Work task —
From the entries below, transcribe exactly the lines between the line holding "of the utility" and the line holding "of the frost-covered", inclusive; skip all other lines.

Records from a dataset:

• • •

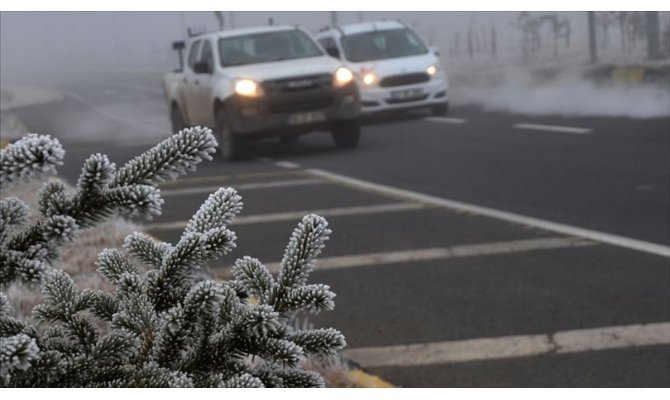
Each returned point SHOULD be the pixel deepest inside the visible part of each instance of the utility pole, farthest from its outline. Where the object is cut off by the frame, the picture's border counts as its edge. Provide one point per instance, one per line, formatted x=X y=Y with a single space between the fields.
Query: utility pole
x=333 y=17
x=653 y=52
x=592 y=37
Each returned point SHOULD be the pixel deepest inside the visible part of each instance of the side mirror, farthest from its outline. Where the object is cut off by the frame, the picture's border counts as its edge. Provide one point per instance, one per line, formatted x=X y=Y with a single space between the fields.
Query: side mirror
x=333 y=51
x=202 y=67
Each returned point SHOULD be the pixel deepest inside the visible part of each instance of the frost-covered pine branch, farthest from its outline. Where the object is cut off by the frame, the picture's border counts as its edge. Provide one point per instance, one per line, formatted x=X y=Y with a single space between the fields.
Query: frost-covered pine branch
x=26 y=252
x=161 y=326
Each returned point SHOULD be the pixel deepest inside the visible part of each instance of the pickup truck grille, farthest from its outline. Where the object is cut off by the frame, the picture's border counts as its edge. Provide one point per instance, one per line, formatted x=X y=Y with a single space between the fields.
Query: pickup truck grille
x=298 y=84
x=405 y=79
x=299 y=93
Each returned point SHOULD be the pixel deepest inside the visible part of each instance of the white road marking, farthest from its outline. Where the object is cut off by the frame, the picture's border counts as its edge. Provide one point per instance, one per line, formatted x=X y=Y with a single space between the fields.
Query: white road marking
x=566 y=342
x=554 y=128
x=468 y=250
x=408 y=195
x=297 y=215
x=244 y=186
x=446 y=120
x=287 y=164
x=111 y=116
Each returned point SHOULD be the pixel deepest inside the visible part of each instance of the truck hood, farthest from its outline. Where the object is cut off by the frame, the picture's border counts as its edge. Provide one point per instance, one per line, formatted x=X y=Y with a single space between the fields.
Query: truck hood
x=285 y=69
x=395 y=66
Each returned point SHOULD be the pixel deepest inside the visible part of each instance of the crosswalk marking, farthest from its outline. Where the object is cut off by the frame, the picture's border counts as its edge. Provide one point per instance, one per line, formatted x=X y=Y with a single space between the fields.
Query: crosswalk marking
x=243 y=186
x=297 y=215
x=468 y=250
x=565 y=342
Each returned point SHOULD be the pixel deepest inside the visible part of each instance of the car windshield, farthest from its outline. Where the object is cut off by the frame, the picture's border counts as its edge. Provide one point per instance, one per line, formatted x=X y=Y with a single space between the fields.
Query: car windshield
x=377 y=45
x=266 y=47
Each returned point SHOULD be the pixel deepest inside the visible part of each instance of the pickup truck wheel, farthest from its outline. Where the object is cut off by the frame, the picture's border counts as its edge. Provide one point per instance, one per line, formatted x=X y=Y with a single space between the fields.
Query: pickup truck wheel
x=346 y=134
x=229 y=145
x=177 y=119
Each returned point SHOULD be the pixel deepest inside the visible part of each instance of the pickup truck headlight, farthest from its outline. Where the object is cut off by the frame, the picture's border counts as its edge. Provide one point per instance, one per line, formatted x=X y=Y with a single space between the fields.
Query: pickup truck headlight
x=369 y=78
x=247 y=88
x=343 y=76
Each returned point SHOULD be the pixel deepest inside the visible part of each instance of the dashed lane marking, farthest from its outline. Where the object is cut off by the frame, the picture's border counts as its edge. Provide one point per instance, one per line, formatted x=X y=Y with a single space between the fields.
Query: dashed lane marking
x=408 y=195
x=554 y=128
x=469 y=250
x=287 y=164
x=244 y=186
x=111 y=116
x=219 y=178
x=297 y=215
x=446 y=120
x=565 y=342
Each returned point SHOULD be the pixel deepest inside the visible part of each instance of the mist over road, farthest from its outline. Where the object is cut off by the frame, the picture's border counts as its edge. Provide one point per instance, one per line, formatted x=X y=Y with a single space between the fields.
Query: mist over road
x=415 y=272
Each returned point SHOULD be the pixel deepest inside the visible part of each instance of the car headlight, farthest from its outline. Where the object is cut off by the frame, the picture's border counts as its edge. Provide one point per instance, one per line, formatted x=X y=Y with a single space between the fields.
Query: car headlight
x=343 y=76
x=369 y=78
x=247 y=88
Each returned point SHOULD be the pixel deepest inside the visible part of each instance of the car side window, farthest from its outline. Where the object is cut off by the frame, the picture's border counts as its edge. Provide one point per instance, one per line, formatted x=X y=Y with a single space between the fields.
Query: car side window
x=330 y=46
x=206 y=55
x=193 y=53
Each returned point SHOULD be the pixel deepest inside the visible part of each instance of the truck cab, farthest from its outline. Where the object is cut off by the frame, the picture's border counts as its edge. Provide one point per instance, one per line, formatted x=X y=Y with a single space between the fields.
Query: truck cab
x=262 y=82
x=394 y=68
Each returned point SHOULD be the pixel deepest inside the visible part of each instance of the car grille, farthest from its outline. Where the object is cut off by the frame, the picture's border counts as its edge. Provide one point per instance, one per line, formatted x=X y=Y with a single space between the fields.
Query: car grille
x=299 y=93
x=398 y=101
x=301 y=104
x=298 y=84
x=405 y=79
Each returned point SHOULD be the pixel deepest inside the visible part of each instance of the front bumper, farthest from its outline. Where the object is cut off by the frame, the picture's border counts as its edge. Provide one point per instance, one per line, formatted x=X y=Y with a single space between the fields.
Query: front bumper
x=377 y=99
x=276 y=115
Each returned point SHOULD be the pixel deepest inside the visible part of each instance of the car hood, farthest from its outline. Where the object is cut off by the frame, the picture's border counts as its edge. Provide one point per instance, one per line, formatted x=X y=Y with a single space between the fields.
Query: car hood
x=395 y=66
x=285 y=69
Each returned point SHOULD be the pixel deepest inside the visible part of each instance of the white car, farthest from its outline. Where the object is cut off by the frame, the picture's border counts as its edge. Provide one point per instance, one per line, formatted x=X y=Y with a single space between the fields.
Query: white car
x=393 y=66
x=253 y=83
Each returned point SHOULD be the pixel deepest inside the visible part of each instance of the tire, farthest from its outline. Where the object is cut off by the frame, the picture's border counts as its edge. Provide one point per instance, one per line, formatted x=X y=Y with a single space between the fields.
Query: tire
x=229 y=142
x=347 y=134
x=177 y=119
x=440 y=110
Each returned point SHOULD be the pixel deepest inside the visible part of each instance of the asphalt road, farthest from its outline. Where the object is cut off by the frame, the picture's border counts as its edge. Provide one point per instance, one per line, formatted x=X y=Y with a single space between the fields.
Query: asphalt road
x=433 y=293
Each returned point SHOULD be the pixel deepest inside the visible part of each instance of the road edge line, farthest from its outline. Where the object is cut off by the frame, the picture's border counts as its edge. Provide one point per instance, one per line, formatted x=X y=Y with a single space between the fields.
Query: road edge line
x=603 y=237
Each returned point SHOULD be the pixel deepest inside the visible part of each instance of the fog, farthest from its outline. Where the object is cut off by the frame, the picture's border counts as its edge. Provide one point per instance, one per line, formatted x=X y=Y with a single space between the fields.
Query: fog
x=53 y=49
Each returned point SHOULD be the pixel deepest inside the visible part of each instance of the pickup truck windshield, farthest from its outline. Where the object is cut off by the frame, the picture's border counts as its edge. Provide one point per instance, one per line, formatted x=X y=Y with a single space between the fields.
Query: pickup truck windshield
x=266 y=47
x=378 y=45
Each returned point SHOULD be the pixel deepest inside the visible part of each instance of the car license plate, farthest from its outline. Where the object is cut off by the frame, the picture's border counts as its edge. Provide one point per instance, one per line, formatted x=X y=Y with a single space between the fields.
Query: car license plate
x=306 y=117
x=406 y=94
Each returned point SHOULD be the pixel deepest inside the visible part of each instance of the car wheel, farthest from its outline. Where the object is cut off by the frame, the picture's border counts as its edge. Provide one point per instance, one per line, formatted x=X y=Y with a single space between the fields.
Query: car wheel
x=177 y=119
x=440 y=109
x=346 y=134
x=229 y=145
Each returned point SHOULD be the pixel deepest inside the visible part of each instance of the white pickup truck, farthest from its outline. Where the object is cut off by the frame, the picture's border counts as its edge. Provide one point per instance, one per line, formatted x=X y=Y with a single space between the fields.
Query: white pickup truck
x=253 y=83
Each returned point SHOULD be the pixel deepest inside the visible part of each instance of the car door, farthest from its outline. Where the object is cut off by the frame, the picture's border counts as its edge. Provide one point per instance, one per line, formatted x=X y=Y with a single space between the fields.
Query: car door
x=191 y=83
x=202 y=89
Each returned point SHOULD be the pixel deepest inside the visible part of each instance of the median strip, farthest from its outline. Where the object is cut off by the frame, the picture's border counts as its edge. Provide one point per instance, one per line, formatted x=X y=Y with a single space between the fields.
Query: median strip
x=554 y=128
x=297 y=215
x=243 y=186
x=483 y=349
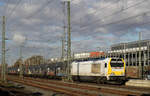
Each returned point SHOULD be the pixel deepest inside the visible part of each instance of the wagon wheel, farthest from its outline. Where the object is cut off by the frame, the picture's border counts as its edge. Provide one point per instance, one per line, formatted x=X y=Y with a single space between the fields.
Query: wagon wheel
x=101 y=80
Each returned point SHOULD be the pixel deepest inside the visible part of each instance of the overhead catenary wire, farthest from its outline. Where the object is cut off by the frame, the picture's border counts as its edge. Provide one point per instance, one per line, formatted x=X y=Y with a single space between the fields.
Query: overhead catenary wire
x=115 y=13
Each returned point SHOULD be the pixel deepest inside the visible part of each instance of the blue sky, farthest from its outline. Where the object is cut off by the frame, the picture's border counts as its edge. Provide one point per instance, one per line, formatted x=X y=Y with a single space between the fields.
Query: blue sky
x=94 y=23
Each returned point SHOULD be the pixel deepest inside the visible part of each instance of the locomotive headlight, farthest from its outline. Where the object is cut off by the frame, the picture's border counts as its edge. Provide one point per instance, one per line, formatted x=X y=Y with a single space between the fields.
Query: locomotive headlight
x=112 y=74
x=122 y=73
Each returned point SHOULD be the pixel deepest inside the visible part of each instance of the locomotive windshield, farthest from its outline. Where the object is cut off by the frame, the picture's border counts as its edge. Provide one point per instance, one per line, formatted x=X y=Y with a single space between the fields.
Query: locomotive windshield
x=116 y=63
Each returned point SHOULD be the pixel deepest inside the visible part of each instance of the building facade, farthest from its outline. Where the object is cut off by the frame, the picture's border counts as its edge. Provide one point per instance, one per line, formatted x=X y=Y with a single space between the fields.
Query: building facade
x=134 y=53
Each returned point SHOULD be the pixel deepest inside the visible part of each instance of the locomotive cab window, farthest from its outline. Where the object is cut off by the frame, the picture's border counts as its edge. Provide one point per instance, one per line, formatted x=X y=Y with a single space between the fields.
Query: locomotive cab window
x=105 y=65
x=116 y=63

• • •

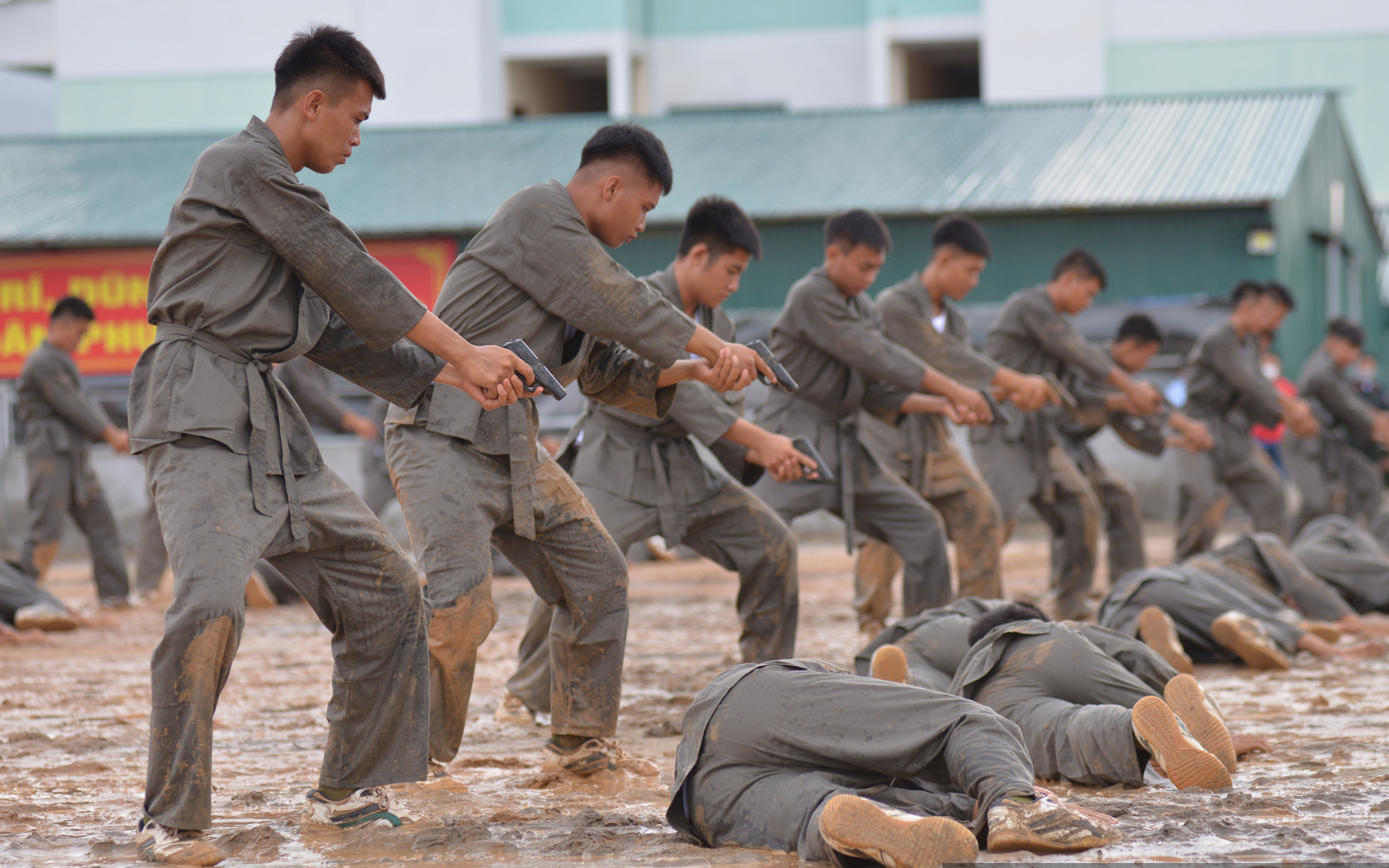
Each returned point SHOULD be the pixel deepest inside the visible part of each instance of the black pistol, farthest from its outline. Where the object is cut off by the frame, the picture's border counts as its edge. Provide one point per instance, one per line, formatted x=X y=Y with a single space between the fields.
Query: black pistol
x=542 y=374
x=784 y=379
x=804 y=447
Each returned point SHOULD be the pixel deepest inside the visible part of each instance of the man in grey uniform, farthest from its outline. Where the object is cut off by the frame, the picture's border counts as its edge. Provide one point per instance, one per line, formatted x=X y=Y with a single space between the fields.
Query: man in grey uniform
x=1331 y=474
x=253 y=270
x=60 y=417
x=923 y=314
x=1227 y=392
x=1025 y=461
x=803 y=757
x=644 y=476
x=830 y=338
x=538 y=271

• • •

Problem solution —
Each returned point SHOULD be the pixel deepest inside the visible part of each instance of the utility pole, farthest from its outline. Where the object is cut off by the frame, the picture's border counts as its edge. Provide one point per instance, one per line, formatted x=X y=Y with a single space between the fields.
Query: utility pole
x=333 y=17
x=653 y=52
x=592 y=37
Each returned point SHOULD be the pixel deepest inside the visible part of each instance of the side mirror, farthest from its outline. Where the object is cut off by the frame, the picture's border counts as its edge. Provide one point per instance, one per line, formatted x=X y=Y with a single space between the fields.
Query: side mirror
x=333 y=51
x=202 y=67
Each returned point SHOULD be the pixel deepest inside the visible part of each instance of the frost-covered pine branch, farthest from its outline. Where the object is cut off by the frame, the picture's border counts as its edge. Provide one point per instance, one per line, formatted x=X y=Y with a single space between the fields.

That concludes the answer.